■ Problem details
For each record that follows, give it back exactly, with no pictures included.

■ Data provided
★ ★ ★
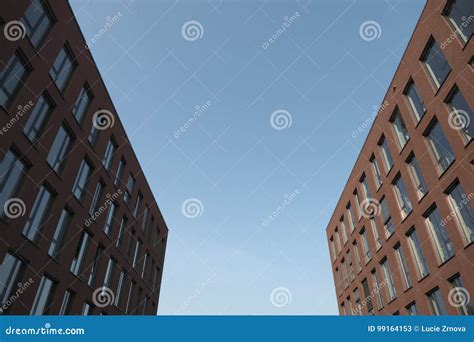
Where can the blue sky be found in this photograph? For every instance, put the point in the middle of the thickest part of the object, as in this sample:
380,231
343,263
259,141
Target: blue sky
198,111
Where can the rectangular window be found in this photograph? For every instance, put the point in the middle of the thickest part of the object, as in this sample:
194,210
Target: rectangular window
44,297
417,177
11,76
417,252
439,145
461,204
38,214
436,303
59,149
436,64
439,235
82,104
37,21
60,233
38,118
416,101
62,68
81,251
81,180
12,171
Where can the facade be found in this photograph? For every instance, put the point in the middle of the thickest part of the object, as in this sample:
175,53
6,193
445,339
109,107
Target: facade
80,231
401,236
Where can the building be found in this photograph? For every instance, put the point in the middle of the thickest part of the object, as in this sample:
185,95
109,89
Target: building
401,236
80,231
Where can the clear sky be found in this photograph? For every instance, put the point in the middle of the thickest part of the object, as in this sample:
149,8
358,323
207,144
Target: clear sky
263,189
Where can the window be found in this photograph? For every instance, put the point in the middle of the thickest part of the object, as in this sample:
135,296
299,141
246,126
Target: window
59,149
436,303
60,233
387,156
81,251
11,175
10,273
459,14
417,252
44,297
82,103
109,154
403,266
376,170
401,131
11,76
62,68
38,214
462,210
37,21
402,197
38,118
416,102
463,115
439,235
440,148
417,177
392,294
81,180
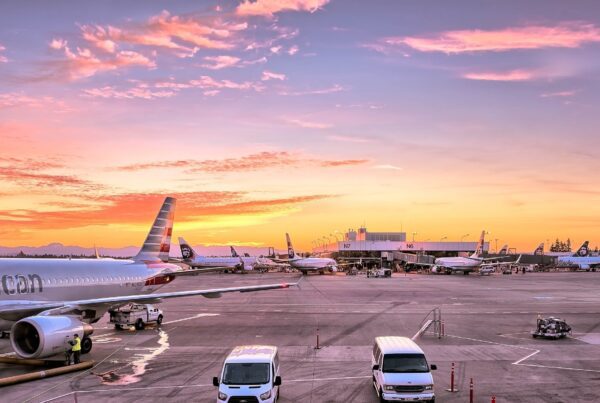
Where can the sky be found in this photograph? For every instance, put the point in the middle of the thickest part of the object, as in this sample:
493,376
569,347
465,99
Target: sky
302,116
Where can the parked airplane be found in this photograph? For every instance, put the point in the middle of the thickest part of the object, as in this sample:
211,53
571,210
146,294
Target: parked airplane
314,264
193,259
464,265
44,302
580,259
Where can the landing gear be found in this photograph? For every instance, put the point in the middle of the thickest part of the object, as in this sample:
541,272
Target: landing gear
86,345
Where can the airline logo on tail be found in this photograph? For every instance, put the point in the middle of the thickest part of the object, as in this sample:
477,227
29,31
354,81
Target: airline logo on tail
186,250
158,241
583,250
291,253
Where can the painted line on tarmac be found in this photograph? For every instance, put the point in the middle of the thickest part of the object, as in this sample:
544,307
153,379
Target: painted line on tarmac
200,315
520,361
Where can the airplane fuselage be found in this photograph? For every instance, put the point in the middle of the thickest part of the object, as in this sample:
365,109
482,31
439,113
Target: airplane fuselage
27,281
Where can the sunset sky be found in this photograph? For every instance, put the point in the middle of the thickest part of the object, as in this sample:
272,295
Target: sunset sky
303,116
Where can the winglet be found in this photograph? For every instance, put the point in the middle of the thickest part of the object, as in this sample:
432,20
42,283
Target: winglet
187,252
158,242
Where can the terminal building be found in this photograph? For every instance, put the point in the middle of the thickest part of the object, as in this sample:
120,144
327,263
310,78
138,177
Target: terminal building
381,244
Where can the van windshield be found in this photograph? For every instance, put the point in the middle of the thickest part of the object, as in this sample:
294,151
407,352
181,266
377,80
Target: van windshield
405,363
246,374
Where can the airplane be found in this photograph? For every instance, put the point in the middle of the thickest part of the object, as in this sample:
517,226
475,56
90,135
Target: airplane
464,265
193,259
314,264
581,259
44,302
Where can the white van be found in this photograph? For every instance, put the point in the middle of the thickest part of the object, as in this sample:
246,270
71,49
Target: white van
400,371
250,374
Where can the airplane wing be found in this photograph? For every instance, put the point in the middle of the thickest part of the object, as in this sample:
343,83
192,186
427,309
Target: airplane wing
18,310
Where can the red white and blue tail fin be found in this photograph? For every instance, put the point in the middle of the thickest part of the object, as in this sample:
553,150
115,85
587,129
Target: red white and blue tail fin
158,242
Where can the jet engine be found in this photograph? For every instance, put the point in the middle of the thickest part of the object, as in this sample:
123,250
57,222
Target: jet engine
★ ★ ★
■ Your solution
Where can the blue sky be found in this photograph? For every instance, put the point in the middle of the thickest part of the object, as in this sample:
380,231
343,263
259,141
Target: blue sky
198,111
Where can the rectangular window be found in this photograph? For every instance, put the point in the middle of the thickest part of the object, as in this sample:
194,210
Target: rectangular window
44,297
417,177
11,76
417,252
439,145
461,204
38,214
436,303
59,149
436,64
439,235
82,104
37,21
60,233
38,118
416,101
62,68
81,251
81,180
12,171
Where can the facade be found in this photograph? For every instance, put the point in the middle of the thickest part of the object, as in this sample:
175,53
6,193
445,339
109,107
Target: facade
80,231
401,236
Where can the building be found in this photograph? For every instance, put the point in the middle of the thickest part of the object, as in this sample:
185,95
109,89
Target: building
401,236
80,231
Where can the clear sky be found in this photograph? For every instance, put the point in the middle of the thickest part of the object, as in this sample:
149,8
358,323
207,144
Target: clear sky
263,189
Where can the window be found in this photograph? For every instance, put the point in the middle of the thickest part of the object, as in this sample:
135,296
299,141
246,126
Target: window
59,149
436,303
60,233
387,156
81,251
11,175
10,273
459,14
417,252
44,297
82,103
109,154
403,266
376,170
401,131
11,76
62,68
38,214
462,210
37,21
402,197
38,118
416,102
463,115
439,235
440,148
417,177
392,294
81,180
Where can the sky be found in this photograph? For every instance, put the point in the middle of the thickest part of the object, as in this sample:
493,376
569,347
465,99
Target: sky
302,116
Where can the parked airplane be found in this photograph? For every instance, put the point in the middle of the thickest part of the object, as in this sample:
211,53
571,210
146,294
Target: parked airplane
314,264
193,259
464,265
44,302
580,259
Where can the landing gear be found in this photograph? For every instance, put the point in the middle of the thickest part of the object, as in this sample:
541,272
Target: landing gear
86,345
Where can the airline logo on tail be found in this photograph? For every instance, put the point in the middle of the thickest part of the object, as in this sample:
477,227
29,31
354,81
Target: airline logo on tail
186,250
158,241
583,250
291,253
Where can the painted line on tarmac be found in this photograph? For every instance, put the point in the middle of the thickest part of the object, as in this sample:
544,307
153,379
Target: painted line on tarmac
200,315
520,361
Where can the airplane fuselage be found in this photograph? For every instance, put the point in the middle of the thickest part of the object, as in this sample:
365,109
482,31
439,113
Target: airplane fuselage
27,281
Where can the sunset sky be found in this photograph? For every instance, put the point in the middle of the thickest part of the object, as in this sample:
272,295
Target: sunset sky
303,116
Where can the winglet be found in this photograph? For every instance, put the point in the middle of the thickest part of the object, as in this sample:
432,20
42,283
Target: winglet
187,252
158,242
Where can the terminal building be found in this photograph? For every instance, put the point in the middle of the thickest part of the object, as in this sample:
120,144
327,263
310,78
138,177
Target: terminal building
381,244
Where can the van windshield be found in this photograph? For every instance, put the point in the middle of the thickest part of the object, as in this sample:
294,151
407,352
181,266
377,80
Target: van windshield
405,363
246,374
Where can the airplane be found in this photograph? For every instance, put the point in the middle of the thickest part of the object, as in this sample:
517,226
475,56
90,135
Target: airplane
464,265
193,259
314,264
581,259
44,302
Where can the white van be found in this photograph? For every instance, put the point in the middle of the thickest part of the object, as in this sample:
246,270
71,49
Target: white van
400,371
250,374
Where can the airplane wing be found in this photograph? For every instance, put the point in the middle of the thickest part of the object, as in this sample:
343,83
192,186
427,309
Target: airplane wing
18,310
Where can the red white and blue tail fin be found in this photograph? For every instance, put the point in the middle of the thickest part of the object, as in this sample:
553,150
115,85
587,129
Target: red white and blue tail fin
158,242
Where can the jet engine be found in this photograph? For every instance, put the point in the middle of the thickest part of the object, as in this sample:
123,250
57,222
Target: jet engine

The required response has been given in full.